**WORK INSTRUCTION**
Exactly as they appear, restate the lines of the material, from the first through the one containing "Query: horse's belly".

**INPUT FOR THIS TASK**
....................
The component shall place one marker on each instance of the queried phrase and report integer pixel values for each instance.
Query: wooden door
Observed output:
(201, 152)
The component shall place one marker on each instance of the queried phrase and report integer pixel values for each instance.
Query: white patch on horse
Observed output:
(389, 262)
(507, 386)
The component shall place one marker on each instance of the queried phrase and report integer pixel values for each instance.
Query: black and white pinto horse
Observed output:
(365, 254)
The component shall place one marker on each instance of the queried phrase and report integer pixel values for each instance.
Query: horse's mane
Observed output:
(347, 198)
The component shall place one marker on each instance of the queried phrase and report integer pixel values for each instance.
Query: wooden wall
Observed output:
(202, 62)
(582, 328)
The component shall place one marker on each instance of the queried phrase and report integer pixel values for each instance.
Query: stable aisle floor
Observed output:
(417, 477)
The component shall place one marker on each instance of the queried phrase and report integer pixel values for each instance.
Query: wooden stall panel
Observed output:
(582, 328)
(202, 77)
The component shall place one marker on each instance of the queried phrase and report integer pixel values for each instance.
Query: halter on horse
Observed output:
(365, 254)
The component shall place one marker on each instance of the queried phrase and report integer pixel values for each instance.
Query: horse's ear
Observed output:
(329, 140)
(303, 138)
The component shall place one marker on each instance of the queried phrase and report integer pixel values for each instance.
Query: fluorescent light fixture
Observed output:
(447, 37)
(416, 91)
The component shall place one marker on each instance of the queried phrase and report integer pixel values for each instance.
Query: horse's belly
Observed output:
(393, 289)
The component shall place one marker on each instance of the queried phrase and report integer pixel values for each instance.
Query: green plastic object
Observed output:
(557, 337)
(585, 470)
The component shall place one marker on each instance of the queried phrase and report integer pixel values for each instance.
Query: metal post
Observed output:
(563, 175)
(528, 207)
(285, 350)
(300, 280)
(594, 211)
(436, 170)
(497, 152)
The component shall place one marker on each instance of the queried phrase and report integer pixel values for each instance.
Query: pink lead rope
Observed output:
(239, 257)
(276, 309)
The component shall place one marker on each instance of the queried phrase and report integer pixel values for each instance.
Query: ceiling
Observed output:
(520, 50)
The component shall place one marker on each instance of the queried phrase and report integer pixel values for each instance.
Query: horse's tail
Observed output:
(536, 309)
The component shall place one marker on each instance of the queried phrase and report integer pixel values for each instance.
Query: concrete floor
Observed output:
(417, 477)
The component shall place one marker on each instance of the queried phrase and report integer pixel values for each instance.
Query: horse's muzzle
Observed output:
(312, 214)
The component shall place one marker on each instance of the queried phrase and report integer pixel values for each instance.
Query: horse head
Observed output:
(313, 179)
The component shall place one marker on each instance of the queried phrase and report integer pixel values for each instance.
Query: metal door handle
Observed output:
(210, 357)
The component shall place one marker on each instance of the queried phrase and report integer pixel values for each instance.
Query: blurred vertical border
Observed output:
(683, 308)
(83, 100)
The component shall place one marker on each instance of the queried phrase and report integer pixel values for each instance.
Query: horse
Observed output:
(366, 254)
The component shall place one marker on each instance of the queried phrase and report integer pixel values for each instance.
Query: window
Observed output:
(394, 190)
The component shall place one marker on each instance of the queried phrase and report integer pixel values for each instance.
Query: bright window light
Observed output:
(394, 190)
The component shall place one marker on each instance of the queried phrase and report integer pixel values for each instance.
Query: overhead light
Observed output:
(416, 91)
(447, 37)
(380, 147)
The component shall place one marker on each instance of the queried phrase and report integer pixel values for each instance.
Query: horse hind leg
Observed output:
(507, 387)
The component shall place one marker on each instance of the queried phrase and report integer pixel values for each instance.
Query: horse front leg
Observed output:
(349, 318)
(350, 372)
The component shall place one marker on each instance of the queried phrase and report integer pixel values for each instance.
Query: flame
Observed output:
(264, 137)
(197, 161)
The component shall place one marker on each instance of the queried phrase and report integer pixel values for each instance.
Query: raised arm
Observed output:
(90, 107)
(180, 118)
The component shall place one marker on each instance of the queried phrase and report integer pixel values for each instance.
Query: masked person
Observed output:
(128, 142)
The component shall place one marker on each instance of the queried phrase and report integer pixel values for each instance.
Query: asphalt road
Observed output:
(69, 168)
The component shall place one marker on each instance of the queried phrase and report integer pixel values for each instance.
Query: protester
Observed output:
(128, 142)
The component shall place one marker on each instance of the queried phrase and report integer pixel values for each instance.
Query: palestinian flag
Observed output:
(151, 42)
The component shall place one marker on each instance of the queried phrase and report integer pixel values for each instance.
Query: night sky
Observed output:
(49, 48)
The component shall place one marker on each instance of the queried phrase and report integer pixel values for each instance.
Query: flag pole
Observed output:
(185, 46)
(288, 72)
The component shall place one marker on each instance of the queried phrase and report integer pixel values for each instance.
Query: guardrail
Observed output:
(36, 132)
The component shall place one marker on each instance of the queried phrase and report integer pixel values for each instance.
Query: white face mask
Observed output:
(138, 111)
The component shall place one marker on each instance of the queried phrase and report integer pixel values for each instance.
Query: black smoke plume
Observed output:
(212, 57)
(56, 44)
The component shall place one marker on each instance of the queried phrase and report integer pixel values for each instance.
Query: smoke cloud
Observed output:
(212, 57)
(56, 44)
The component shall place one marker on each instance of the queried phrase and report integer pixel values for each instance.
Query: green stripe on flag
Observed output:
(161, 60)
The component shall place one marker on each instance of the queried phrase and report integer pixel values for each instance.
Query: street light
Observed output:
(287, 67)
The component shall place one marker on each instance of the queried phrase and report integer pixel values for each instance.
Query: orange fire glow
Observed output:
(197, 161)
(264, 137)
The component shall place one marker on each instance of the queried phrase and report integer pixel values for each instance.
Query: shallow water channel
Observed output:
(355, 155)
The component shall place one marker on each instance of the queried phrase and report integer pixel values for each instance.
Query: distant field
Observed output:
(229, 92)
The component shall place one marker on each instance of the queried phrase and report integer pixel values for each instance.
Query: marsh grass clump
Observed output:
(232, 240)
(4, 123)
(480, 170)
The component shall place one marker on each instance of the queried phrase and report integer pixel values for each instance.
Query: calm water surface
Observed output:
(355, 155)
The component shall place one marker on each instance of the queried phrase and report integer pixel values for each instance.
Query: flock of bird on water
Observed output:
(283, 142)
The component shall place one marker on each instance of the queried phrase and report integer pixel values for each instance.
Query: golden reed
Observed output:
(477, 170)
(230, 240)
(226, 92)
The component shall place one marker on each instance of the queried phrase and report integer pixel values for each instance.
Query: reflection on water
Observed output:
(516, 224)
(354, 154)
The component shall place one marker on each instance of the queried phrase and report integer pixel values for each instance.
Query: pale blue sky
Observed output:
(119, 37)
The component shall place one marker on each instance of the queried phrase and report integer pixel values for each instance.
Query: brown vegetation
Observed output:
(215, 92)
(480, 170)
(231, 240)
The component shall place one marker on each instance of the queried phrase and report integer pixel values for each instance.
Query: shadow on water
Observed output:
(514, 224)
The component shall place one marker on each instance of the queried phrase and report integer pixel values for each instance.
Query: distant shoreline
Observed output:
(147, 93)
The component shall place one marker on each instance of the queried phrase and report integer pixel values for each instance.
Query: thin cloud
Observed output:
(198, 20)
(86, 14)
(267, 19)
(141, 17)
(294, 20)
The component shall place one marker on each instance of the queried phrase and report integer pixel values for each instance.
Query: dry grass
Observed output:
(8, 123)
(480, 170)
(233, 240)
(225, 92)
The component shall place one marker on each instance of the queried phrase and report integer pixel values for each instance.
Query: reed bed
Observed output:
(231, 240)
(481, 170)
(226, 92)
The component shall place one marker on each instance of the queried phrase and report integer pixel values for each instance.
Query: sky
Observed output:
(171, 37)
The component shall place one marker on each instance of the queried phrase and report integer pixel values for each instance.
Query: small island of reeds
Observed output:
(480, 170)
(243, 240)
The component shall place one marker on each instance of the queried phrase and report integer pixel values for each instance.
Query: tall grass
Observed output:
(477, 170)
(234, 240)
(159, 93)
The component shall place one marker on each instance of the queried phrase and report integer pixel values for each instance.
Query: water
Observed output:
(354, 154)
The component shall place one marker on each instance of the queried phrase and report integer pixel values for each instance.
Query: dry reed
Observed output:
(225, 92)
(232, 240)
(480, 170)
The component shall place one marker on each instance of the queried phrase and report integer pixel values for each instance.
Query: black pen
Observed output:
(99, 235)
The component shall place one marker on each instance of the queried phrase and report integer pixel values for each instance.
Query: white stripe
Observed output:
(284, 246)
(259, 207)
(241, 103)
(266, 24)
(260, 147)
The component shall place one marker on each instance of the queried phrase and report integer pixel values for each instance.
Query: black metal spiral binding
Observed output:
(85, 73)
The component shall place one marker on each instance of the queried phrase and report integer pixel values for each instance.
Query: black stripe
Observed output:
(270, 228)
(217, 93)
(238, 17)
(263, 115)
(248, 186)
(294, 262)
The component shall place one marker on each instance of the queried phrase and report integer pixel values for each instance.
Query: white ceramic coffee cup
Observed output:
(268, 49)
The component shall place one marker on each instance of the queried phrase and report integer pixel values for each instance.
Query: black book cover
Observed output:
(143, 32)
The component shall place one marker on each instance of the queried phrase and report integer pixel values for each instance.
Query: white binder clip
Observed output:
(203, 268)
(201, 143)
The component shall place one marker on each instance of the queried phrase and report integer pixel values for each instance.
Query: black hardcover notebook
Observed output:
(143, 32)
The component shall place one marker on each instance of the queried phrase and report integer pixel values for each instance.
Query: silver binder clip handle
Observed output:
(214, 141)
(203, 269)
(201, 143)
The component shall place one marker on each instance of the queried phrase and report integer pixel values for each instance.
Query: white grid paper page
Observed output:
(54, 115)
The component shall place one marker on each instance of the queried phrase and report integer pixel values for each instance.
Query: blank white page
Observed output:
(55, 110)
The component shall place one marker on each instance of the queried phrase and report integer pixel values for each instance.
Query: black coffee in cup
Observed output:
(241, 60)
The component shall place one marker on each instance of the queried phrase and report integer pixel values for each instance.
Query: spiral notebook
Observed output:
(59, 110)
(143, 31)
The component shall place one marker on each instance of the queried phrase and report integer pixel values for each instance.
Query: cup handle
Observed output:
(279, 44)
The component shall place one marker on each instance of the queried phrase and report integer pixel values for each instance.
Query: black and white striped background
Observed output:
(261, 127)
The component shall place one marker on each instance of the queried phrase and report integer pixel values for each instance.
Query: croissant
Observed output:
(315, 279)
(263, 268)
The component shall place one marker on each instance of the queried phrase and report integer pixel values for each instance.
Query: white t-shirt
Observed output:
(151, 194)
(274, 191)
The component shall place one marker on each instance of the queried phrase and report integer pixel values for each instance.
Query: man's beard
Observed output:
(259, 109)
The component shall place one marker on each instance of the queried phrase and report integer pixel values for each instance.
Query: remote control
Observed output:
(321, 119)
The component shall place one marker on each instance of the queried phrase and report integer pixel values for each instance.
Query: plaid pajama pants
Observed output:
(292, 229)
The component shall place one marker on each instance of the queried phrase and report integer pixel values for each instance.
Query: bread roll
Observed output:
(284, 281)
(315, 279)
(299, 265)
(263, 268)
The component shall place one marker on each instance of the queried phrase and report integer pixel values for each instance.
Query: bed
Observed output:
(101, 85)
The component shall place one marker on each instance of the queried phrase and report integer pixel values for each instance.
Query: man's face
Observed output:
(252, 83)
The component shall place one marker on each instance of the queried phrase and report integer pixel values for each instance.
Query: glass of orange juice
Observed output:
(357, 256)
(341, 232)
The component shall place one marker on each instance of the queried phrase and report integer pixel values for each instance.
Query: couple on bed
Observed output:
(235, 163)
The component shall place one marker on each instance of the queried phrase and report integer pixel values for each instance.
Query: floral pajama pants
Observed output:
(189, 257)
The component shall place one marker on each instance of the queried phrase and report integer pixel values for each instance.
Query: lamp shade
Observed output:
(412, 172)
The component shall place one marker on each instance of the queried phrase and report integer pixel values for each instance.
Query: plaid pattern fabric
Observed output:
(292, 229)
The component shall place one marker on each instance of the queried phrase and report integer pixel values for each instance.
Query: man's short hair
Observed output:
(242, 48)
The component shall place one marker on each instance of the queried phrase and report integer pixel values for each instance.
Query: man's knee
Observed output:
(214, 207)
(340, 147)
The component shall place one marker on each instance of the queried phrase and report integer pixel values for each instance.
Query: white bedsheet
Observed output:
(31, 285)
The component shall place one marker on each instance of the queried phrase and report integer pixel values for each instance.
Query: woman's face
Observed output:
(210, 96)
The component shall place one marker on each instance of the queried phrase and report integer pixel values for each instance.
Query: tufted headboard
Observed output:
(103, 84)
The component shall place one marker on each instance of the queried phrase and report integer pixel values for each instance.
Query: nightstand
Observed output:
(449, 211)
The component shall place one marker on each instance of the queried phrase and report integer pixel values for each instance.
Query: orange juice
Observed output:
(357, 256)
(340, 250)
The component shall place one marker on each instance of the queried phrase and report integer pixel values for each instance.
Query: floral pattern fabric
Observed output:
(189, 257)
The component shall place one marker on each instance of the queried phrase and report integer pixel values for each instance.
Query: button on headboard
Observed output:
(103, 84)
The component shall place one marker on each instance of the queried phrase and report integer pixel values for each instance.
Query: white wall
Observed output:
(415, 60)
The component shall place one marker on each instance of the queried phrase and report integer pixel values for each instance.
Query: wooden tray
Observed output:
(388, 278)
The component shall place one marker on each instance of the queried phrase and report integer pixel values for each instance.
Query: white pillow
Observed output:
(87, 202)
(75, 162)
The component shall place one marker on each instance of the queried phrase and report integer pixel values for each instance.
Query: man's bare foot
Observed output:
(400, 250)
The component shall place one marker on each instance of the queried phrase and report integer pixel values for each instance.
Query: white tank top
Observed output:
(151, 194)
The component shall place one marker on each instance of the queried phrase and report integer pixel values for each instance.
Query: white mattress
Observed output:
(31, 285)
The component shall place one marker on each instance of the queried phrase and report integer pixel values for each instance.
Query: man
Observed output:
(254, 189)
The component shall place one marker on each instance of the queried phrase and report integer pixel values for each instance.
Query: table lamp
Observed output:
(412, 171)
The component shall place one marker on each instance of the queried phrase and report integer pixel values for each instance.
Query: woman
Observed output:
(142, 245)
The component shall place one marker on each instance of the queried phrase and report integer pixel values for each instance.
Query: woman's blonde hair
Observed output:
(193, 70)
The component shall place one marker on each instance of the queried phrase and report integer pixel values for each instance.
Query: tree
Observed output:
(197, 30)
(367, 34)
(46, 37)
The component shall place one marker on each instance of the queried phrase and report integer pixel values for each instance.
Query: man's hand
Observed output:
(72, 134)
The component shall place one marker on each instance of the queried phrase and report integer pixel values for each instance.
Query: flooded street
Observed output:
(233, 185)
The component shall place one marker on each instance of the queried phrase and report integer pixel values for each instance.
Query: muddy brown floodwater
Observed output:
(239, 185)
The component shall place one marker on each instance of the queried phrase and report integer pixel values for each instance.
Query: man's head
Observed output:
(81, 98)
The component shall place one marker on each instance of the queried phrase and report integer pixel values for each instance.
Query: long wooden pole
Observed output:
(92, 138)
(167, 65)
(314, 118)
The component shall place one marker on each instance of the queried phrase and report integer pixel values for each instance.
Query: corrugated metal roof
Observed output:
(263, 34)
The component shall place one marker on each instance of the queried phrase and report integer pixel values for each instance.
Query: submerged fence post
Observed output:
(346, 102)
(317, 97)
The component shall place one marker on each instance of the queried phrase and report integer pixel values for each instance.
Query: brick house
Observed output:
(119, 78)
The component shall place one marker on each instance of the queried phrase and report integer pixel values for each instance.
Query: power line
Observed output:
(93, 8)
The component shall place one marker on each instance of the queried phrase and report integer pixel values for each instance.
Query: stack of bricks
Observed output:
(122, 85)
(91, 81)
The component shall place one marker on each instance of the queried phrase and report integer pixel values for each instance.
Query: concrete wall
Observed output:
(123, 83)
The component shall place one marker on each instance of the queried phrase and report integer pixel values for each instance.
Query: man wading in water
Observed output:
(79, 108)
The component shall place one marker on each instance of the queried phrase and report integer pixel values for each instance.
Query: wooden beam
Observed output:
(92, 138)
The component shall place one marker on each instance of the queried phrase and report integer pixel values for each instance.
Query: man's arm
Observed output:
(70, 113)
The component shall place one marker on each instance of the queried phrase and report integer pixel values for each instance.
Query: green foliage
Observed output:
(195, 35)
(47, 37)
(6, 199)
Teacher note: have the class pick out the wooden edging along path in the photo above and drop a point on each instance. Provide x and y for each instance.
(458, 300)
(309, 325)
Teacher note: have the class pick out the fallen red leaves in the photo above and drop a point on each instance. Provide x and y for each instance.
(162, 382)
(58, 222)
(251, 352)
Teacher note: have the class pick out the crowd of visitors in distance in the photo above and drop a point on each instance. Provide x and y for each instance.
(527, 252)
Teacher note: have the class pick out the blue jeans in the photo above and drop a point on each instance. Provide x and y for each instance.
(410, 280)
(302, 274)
....................
**SOLUTION TO THE EXERCISE**
The component shall place one marker on each instance of the queried phrase and report integer pixel values for each instance.
Query: wooden door
Observed output:
(201, 152)
The component shall place one marker on each instance of the queried phrase and report integer pixel values for each instance.
Query: white patch on horse
Observed output:
(389, 262)
(507, 386)
The component shall place one marker on each instance of the queried phrase and report integer pixel values for each instance.
Query: black and white pinto horse
Observed output:
(365, 254)
The component shall place one marker on each instance of the queried phrase and report integer pixel values for each instance.
Query: horse's mane
Observed output:
(347, 198)
The component shall place one marker on each instance of the queried phrase and report integer pixel values for each instance.
Query: wooden wall
Observed output:
(202, 62)
(582, 328)
The component shall place one marker on each instance of the queried phrase and report integer pixel values for each instance.
Query: stable aisle floor
Observed output:
(417, 477)
The component shall place one marker on each instance of the queried phrase and report integer pixel values for each instance.
Query: wooden stall panel
Observed output:
(582, 328)
(202, 77)
The component shall place one marker on each instance of the queried phrase and report integer pixel values for each instance.
Query: halter on horse
Observed output:
(365, 254)
The component shall place one marker on each instance of the queried phrase and report integer pixel values for each instance.
Query: horse's ear
Observed output:
(329, 140)
(303, 138)
The component shall place one marker on each instance of the queried phrase and report integer pixel values for each instance.
Query: fluorescent light fixture
Observed output:
(447, 37)
(416, 91)
The component shall place one marker on each instance of the queried phrase and report integer pixel values for each instance.
Query: horse's belly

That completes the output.